[Recorded data]
= = = =
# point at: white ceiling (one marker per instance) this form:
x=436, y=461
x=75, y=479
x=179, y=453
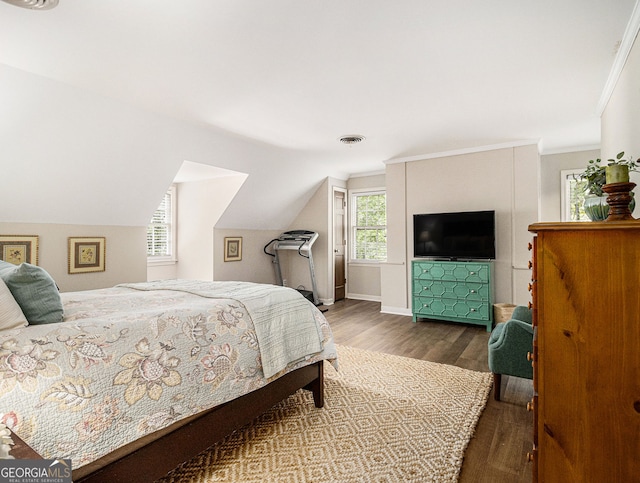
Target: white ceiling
x=415, y=77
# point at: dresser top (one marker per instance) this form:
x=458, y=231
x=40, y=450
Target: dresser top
x=585, y=226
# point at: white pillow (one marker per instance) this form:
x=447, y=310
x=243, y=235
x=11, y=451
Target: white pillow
x=11, y=315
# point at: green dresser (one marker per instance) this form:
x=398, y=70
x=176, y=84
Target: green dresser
x=453, y=291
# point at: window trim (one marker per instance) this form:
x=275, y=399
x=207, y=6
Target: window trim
x=353, y=194
x=565, y=195
x=156, y=260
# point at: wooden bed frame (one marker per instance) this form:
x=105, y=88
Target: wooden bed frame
x=158, y=457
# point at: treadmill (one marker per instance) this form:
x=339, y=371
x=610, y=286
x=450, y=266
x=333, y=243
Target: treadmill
x=301, y=241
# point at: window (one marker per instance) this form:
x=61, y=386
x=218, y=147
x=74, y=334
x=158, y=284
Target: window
x=573, y=191
x=369, y=226
x=161, y=241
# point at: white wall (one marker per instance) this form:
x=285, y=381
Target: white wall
x=97, y=161
x=255, y=266
x=316, y=216
x=504, y=180
x=125, y=258
x=621, y=117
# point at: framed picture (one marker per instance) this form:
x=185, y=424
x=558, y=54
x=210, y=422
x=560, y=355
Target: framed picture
x=233, y=249
x=19, y=249
x=86, y=254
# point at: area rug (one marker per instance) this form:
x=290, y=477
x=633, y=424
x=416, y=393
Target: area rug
x=386, y=419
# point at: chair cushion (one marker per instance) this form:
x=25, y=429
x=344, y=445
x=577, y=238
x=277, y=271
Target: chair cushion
x=35, y=292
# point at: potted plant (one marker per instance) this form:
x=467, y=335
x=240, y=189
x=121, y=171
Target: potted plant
x=596, y=175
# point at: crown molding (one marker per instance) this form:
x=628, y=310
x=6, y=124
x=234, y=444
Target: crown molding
x=457, y=152
x=629, y=37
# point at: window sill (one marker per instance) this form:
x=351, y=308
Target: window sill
x=159, y=263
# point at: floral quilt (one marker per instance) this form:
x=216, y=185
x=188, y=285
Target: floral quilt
x=126, y=362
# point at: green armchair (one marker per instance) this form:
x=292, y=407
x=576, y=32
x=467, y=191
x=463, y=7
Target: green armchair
x=509, y=344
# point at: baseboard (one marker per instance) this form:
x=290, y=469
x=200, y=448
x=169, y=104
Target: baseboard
x=396, y=311
x=369, y=298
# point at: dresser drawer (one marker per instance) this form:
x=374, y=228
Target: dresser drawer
x=452, y=271
x=451, y=308
x=451, y=289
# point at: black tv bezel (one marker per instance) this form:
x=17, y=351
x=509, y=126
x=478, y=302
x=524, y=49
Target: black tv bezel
x=456, y=256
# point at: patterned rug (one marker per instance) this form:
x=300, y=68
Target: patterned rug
x=386, y=419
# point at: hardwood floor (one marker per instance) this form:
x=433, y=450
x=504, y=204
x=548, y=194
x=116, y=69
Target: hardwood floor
x=497, y=452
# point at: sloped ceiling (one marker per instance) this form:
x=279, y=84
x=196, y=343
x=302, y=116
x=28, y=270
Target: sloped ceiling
x=266, y=88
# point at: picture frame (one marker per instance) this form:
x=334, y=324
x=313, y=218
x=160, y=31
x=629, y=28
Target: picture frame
x=87, y=254
x=233, y=249
x=19, y=249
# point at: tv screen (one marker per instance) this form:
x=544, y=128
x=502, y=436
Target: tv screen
x=464, y=235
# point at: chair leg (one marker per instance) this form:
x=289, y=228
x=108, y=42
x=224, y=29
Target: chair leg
x=497, y=379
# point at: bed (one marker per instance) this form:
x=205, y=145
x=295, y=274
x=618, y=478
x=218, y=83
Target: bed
x=138, y=378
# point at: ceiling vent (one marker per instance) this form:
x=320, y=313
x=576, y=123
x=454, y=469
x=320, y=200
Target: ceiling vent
x=352, y=139
x=34, y=4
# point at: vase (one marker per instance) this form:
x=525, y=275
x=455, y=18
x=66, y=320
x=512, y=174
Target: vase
x=617, y=173
x=597, y=208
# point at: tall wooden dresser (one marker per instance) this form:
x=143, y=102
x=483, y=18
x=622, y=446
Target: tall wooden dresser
x=586, y=352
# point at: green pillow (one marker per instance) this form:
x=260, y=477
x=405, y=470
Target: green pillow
x=34, y=290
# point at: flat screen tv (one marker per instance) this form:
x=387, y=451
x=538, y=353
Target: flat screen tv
x=467, y=235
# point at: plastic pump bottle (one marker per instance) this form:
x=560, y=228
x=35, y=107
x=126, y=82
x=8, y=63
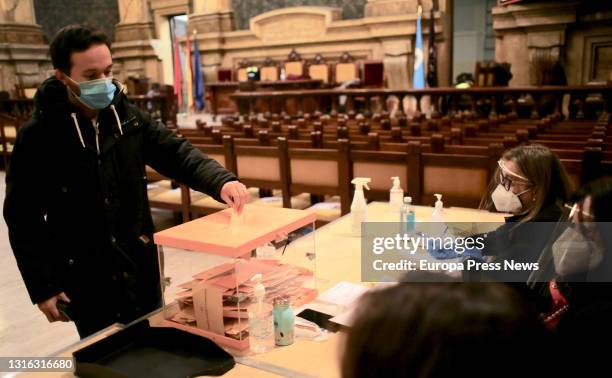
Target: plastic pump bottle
x=359, y=205
x=261, y=324
x=396, y=194
x=438, y=213
x=407, y=216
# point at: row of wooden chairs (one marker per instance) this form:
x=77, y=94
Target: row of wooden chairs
x=345, y=70
x=301, y=177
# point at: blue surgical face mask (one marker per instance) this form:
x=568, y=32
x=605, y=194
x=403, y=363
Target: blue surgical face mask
x=96, y=94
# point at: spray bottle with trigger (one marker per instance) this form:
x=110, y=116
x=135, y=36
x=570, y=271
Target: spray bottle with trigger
x=396, y=195
x=261, y=324
x=438, y=218
x=359, y=205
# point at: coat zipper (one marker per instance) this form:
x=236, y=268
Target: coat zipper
x=96, y=127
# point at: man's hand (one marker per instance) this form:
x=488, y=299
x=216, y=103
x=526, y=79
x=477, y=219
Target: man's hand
x=49, y=308
x=235, y=194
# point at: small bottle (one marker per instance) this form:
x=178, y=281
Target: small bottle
x=396, y=194
x=261, y=327
x=438, y=227
x=407, y=216
x=359, y=205
x=284, y=321
x=438, y=214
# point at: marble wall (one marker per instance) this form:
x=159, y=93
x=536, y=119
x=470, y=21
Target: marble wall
x=244, y=10
x=54, y=14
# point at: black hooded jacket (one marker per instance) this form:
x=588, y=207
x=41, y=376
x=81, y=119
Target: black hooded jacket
x=77, y=211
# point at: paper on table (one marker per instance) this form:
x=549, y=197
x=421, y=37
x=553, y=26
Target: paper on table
x=343, y=294
x=345, y=319
x=237, y=219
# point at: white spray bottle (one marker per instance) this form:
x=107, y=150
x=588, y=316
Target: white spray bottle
x=396, y=195
x=438, y=218
x=359, y=205
x=261, y=323
x=438, y=213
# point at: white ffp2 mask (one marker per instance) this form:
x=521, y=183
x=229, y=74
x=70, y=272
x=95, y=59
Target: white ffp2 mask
x=505, y=200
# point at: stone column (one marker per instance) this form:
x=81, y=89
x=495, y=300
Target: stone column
x=210, y=19
x=23, y=52
x=531, y=37
x=133, y=51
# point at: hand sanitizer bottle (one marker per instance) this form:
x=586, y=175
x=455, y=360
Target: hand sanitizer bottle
x=407, y=216
x=261, y=324
x=359, y=205
x=396, y=195
x=438, y=213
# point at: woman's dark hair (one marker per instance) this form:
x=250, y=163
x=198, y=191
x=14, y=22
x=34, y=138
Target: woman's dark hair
x=545, y=172
x=74, y=38
x=445, y=329
x=600, y=192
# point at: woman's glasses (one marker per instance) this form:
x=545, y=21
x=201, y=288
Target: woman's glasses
x=505, y=180
x=574, y=209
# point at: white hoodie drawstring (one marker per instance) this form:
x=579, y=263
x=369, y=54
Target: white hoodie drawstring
x=76, y=126
x=117, y=119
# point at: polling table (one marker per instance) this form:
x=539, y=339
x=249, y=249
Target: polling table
x=337, y=259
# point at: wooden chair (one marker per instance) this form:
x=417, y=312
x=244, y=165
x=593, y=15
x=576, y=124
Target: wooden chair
x=294, y=66
x=373, y=74
x=224, y=74
x=270, y=70
x=166, y=194
x=319, y=69
x=462, y=179
x=241, y=72
x=346, y=69
x=261, y=167
x=380, y=166
x=318, y=172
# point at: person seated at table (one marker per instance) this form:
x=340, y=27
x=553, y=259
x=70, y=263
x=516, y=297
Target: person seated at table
x=532, y=185
x=579, y=299
x=446, y=329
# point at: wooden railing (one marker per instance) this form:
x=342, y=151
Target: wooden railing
x=532, y=102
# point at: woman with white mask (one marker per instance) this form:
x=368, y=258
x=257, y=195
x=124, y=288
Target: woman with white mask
x=532, y=186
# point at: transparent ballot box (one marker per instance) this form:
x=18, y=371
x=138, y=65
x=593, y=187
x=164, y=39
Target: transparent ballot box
x=210, y=269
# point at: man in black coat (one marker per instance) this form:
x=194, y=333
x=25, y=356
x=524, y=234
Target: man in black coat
x=76, y=196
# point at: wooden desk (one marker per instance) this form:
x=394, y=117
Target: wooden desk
x=337, y=260
x=222, y=102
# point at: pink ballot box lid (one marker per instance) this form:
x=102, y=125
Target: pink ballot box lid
x=218, y=234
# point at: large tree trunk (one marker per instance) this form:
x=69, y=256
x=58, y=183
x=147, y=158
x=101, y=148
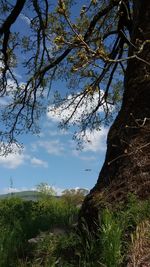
= = = =
• [TASK REQUIREMENTS]:
Word-for-word restatement: every line from the one with "x=553, y=259" through the final line of the data, both ends included, pictures excluded.

• [OUTPUT OF THE TASK]:
x=553, y=259
x=70, y=263
x=516, y=297
Target: person seated at table
x=532, y=185
x=579, y=299
x=446, y=329
# point at: wooden railing (one marker per instance) this form:
x=342, y=151
Target: wooden railing
x=532, y=102
# point at: woman with white mask (one marker per instance) this form:
x=368, y=258
x=257, y=195
x=124, y=288
Target: woman with white mask
x=532, y=186
# point at: transparent ballot box (one marker per instance) this form:
x=18, y=371
x=138, y=65
x=593, y=187
x=164, y=39
Target: transparent ballot box
x=210, y=269
# point at: man in black coat (one marker per instance) this form:
x=194, y=333
x=25, y=356
x=524, y=234
Target: man in black coat
x=76, y=196
# point at: wooden desk (one marker per instance) this form:
x=394, y=117
Target: wooden desk
x=337, y=260
x=222, y=102
# point at: pink ballot box lid (one marker per instance) this form:
x=102, y=125
Target: pink ballot box lid
x=218, y=234
# point at: large tree trunk (one marker per instance) this form:
x=69, y=256
x=58, y=183
x=147, y=158
x=101, y=148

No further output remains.